---- TEXT PASSAGE

997now jan2016-205x111.png
City of license San Francisco, California
Broadcast area San Francisco Bay Area
Branding 99-7 Now
Slogan The Bay Area's New Hit Music
Frequency 99.7 MHz (also on HD Radio)
99.7 HD-2: Pulse Radio (Dance)
99.7 HD-3: KZDG simulcast
First air date October 12, 1949 (as KNBC-FM)
Format Top 40 (CHR)
ERP 40,000 watts
HAAT 396 meters
Class B
Facility ID 1084
Callsign meaning K Movin Q (previous branding)
Former callsigns KNBC-FM (1949-1962)
KNBR-FM (1962-1975)
KNAI-FM (1975-1978)
KYUU (1978-1988)
KXXX (1988-1991)
KFRC-FM (1991-2007)
Owner CBS Radio
(CBS Radio KMVQ-FM Inc.)
Sister stations KCBS, KFRC-FM, KITS, KLLC, KZDG
also part of CBS Corp. cluster: KPIX-TV and KBCW-TV
Webcast Listen Live
Listen Live (HD2)

KMVQ-FM (99.7 FM), under the brand as 99-7 Now, is a broadcast radio station in San Francisco, California in the United States. The station broadcasts a Top 40 (CHR) format. The station transmits its signal from San Bruno Mountains, while studios are located in downtown San Francisco.

KMVQ broadcasts in the HD Radio format.[1]

  • HD2 channel features a Dance format, billing themselves as "Pulse Radio." The move came about after KNGY dropped their Dance format for Top 40/CHR in September 2009.

--------

YOUR INSTRUCTIONS: In the radio station profile, where does KMVQ-FM transmit its signal from? Rely only on the radio station profile.

---- RECORDED DATA

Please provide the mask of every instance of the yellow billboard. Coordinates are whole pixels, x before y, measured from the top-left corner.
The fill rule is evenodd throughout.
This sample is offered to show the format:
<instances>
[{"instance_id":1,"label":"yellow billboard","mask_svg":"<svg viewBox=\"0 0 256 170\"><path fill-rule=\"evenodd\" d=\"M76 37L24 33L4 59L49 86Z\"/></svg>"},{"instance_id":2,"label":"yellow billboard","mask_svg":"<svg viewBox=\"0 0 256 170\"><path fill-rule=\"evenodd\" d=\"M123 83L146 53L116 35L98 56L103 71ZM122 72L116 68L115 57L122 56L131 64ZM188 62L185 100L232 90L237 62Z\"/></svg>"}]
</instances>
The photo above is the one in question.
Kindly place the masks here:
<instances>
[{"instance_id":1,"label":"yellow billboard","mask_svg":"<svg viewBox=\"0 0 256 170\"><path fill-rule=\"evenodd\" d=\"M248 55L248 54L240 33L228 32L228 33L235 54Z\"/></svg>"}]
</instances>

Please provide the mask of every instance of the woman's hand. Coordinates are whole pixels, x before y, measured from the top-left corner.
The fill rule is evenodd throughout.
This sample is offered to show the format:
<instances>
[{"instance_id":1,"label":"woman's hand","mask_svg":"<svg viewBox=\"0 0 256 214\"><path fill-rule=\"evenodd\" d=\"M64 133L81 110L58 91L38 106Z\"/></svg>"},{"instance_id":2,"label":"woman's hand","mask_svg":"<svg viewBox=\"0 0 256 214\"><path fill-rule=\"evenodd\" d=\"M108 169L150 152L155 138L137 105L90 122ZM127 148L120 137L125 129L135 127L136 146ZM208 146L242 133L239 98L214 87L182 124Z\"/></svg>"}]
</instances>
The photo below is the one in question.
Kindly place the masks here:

--------

WORKED ANSWER: It transmits from San Bruno Mountains.